→ Assignment
From the article on the Tanaka Kinuyo retrospective, return the stretch from "Here is a guide" through "the postwar period." word for word.

→ Document extract
Content starts

Stir Cheat Sheet: 6 films to catch at The Cinematheque's retrospective on pioneering female filmmaker Tanaka Kinuyo
Famous as an actor, the postwar Japanese director crafted films centred around strong women
The Cinematheque presents Tanaka Kinuyo, Director until June 13
IT’S HIGH TIME the films of the late Tanaka Kinuyo got their due. That’s the driving force behind an acclaimed touring retrospective of the pioneering Japanese director’s works. All have been restored, hitting The Cinematheque this month after engagements at fests in Cannes, Tokyo, and elsewhere. The project was a decade in the making.
Each of the six films showing here centres on a unique, fully fleshed-out female character, often navigating a complex, postwar world. Some of the taboo subjects Tanaka tackled? Prostitution, breast cancer, and forbidden love. The films still feel strikingly contemporary, each tonally distinct. They were shot by Tanaka, who was a celebrated actor in more than 250 movies herself, between between 1953 and 1962. She died in 1977.
Here is a guide to this rare chance to see all six movies—ones that were almost lost to history—by Japan’s first female filmmaker of the postwar period.
Love Letter, 1953
Tanaka’s black-and-white debut raised eyebrows with its controversial premise: a veteran who ghostwrites love letters from Japanese women to their American G.I. paramours wrestles with the fact that his former flame has been in a relationship with a U.S. soldier. It’s a subtle critique of the stigma against “fallen women” who became mistresses or prostitutes to American GIs to survive in postwar Japan—and the hypocrisy of that time and place.
The Moon Has Risen, 1955
A comedy based on a script gifted to Tanaka by her collaborator and mentor Yasujiro Ozu, The Moon Has Risen is about three daughters who force their father to confront Japanese society’s rapidly changing values—especially as they relate to marriage—all set in the bucolic and gorgeously shot town of Nara. (Watch for the filmmaker herself, playing the clan’s maid.)

Content ends

[Dataset excerpts]

Content starts

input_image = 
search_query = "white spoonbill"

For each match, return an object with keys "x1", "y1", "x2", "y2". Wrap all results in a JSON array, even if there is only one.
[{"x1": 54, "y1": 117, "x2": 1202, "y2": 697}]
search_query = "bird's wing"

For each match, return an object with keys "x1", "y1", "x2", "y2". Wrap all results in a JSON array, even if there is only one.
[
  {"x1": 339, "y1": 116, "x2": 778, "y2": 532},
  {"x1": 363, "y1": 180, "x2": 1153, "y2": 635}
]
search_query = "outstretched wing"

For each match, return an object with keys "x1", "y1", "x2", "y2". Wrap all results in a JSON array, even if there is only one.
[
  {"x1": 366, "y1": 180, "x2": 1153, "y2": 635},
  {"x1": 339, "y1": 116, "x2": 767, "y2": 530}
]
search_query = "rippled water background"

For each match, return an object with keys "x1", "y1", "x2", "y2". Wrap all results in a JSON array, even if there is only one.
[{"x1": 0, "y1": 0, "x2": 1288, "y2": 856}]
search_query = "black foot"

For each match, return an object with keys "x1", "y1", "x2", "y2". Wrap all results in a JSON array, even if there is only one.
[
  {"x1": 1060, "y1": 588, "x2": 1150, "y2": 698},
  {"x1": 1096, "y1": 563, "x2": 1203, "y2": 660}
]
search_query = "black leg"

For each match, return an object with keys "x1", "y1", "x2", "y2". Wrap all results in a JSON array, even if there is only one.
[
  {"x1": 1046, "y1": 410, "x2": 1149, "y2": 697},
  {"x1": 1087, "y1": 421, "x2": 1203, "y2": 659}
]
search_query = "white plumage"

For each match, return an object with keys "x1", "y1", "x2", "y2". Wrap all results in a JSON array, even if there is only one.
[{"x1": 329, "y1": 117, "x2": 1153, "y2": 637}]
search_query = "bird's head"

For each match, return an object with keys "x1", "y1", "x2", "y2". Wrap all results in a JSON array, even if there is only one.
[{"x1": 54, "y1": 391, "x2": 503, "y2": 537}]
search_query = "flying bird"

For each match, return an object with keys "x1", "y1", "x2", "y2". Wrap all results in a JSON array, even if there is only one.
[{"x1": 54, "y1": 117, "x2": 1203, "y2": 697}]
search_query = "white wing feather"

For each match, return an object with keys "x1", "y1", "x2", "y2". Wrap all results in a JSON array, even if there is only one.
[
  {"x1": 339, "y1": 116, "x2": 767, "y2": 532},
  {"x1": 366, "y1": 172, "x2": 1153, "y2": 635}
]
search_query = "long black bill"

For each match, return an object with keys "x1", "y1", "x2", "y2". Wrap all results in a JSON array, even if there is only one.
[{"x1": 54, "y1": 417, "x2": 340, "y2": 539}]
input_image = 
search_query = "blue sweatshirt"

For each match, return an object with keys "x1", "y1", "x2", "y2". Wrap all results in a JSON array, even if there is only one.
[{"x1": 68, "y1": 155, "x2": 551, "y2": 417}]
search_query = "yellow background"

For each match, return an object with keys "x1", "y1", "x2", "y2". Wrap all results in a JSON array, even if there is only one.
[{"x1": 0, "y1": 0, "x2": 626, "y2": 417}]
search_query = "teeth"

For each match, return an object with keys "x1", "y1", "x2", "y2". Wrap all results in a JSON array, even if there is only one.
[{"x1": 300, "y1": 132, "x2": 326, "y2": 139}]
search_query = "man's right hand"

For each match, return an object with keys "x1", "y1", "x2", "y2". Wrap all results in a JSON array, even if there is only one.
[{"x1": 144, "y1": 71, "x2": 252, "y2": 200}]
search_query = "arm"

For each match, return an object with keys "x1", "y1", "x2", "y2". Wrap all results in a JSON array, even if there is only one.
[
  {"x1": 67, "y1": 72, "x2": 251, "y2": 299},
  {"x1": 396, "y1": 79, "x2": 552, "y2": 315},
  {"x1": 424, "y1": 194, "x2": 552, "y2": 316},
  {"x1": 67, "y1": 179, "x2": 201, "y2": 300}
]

Content ends

→ Reply
Here is a guide to this rare chance to see all six movies—ones that were almost lost to history—by Japan’s first female filmmaker of the postwar period.